• _Directions_
Reproduce the stretch of records from the line containing "Q: Identify a point on each instance of the man's hand" through the line containing "[(300, 144)]", changing "pink t-shirt" to "red t-shirt" and keeping everything else the same.

Rows from a pointing dataset
====================
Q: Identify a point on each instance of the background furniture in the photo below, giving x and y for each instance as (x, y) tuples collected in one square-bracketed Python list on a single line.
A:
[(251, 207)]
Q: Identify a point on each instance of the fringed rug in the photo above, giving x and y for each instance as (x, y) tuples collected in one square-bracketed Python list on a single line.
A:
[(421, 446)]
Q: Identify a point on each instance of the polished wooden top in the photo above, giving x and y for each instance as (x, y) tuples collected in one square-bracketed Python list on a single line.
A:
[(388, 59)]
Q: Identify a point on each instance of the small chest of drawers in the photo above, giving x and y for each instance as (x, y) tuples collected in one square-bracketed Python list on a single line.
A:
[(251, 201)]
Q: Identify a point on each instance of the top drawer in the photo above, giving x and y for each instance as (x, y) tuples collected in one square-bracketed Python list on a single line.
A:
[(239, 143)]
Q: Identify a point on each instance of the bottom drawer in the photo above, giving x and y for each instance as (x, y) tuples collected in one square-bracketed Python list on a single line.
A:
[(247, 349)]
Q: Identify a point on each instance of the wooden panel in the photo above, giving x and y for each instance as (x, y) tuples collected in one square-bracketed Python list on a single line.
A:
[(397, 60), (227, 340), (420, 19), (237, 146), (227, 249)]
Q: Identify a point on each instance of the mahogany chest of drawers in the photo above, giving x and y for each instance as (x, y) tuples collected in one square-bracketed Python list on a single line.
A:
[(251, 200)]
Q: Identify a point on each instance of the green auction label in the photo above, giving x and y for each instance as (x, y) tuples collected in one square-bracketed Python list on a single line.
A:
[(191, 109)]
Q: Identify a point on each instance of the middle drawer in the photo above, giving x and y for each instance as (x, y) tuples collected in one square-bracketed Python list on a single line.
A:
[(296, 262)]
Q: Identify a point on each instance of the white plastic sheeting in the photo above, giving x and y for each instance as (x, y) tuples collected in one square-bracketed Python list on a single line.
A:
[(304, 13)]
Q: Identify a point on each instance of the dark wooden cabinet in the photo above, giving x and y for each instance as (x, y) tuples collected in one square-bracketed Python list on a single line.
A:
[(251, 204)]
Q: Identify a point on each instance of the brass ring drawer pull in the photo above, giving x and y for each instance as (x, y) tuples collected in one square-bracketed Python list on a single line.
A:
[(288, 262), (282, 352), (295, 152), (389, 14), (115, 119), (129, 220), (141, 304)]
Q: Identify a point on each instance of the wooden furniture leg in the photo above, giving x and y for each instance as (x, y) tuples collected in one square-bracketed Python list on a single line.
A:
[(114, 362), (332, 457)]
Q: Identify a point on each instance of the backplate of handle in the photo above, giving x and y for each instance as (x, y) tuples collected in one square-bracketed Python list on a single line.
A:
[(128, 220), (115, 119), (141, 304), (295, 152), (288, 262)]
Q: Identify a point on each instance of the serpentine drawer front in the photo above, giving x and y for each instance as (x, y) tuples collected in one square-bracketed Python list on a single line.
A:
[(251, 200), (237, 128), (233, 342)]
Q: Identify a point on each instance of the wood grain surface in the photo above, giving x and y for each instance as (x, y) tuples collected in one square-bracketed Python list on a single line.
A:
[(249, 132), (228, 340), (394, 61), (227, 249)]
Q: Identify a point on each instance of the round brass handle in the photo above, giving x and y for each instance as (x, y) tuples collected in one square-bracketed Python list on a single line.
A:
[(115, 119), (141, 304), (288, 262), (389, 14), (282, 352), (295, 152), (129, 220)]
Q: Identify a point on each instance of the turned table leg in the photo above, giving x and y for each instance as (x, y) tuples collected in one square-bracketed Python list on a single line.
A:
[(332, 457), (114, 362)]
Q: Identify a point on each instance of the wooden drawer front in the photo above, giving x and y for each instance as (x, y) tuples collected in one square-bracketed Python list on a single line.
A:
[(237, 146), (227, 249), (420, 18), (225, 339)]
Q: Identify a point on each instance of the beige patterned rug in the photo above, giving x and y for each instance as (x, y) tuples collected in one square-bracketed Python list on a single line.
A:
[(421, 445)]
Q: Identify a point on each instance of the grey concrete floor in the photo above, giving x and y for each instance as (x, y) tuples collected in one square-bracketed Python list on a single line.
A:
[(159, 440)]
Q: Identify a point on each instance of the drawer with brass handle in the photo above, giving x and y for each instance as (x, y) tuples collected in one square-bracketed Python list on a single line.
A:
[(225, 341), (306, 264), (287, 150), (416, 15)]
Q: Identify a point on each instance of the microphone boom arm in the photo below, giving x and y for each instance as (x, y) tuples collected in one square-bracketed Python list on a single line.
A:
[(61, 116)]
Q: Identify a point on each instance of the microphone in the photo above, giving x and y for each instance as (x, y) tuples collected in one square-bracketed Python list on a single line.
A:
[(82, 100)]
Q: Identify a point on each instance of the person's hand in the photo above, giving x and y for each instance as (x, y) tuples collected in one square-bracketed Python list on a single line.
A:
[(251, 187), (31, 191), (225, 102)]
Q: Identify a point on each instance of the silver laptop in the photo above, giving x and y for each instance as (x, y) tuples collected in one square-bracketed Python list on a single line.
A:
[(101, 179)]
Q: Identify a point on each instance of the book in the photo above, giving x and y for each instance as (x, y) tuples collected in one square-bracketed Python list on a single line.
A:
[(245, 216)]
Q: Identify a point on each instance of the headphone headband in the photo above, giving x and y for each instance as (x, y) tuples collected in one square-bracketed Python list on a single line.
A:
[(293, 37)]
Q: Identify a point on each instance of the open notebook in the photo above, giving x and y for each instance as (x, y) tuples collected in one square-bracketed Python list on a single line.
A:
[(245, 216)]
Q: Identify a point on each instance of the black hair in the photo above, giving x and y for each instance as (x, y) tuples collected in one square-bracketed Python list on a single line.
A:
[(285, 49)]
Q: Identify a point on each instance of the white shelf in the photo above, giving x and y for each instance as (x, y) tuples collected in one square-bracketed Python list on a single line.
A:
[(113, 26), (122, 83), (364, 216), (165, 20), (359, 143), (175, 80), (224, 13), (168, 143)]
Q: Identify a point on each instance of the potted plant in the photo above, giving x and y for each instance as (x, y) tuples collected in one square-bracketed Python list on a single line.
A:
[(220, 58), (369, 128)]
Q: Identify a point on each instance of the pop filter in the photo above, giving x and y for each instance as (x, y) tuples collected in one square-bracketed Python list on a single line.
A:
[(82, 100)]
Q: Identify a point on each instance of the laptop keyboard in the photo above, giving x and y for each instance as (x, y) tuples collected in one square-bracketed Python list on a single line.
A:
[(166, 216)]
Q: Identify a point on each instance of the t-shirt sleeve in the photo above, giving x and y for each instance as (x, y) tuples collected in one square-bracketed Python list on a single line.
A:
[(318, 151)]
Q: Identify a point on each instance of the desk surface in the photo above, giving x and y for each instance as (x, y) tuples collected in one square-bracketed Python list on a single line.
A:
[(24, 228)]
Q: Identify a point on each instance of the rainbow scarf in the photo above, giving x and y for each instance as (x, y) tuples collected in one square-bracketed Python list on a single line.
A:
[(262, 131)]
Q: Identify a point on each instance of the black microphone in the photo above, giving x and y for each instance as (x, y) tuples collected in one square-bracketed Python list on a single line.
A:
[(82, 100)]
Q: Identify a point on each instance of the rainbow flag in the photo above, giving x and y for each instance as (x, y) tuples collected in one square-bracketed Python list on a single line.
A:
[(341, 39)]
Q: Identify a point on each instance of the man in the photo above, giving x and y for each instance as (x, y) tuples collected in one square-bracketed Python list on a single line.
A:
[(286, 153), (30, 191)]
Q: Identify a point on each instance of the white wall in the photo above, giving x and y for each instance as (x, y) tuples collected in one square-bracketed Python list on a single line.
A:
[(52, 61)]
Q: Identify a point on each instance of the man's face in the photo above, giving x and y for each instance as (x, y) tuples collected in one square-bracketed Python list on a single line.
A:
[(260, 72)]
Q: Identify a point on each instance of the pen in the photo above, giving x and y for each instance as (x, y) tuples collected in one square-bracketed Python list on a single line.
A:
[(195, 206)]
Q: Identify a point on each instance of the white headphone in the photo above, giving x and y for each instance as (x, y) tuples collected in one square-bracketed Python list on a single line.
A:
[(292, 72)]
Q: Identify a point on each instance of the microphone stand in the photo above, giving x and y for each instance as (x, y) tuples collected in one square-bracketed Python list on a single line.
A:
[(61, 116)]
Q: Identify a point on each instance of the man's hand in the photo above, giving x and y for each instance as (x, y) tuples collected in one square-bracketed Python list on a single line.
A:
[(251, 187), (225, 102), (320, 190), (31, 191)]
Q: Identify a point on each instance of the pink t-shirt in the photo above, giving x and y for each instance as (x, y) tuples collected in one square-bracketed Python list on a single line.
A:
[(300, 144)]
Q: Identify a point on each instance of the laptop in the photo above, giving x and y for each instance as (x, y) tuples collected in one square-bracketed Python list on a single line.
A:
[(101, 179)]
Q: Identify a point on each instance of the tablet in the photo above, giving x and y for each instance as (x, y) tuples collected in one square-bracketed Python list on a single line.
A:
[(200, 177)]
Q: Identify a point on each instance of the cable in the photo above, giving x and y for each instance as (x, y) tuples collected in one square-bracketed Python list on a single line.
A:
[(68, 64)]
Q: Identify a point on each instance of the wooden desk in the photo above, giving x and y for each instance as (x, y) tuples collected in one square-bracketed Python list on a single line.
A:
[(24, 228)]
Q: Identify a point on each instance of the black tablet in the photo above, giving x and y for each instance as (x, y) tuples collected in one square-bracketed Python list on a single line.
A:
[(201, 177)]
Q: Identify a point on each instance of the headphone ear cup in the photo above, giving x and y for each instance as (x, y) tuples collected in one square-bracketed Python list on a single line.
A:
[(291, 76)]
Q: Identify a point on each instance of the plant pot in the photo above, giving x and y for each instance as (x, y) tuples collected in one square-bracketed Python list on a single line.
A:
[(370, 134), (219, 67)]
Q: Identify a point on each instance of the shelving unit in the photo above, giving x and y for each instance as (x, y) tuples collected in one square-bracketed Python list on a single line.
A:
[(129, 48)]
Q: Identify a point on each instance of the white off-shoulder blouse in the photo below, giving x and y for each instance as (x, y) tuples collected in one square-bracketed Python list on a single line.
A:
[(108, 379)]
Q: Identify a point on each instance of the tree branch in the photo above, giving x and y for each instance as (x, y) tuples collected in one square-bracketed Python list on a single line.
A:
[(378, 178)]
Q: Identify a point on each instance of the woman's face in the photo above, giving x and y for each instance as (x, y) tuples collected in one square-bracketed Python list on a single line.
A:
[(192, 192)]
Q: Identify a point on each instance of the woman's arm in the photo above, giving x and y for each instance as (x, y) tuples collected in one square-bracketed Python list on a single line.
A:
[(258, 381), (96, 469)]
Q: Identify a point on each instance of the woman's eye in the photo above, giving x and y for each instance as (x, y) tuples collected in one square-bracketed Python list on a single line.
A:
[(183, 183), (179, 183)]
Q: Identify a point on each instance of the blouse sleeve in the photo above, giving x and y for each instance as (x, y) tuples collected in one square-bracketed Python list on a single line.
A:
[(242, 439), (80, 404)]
====================
• _Exercise response_
Q: Identify a point on each instance of the man's hand in the photo above, giving x and y for each instance as (x, y) tuples collected in one square-bracketed Python list on a single line.
A:
[(251, 187), (225, 102), (320, 190), (31, 191)]
Q: Identify a point on each instance of the red t-shirt in the photo above, giving x and y for each instance as (x, y) tuples collected in one square-bracketed Python list on a single line.
A:
[(300, 144)]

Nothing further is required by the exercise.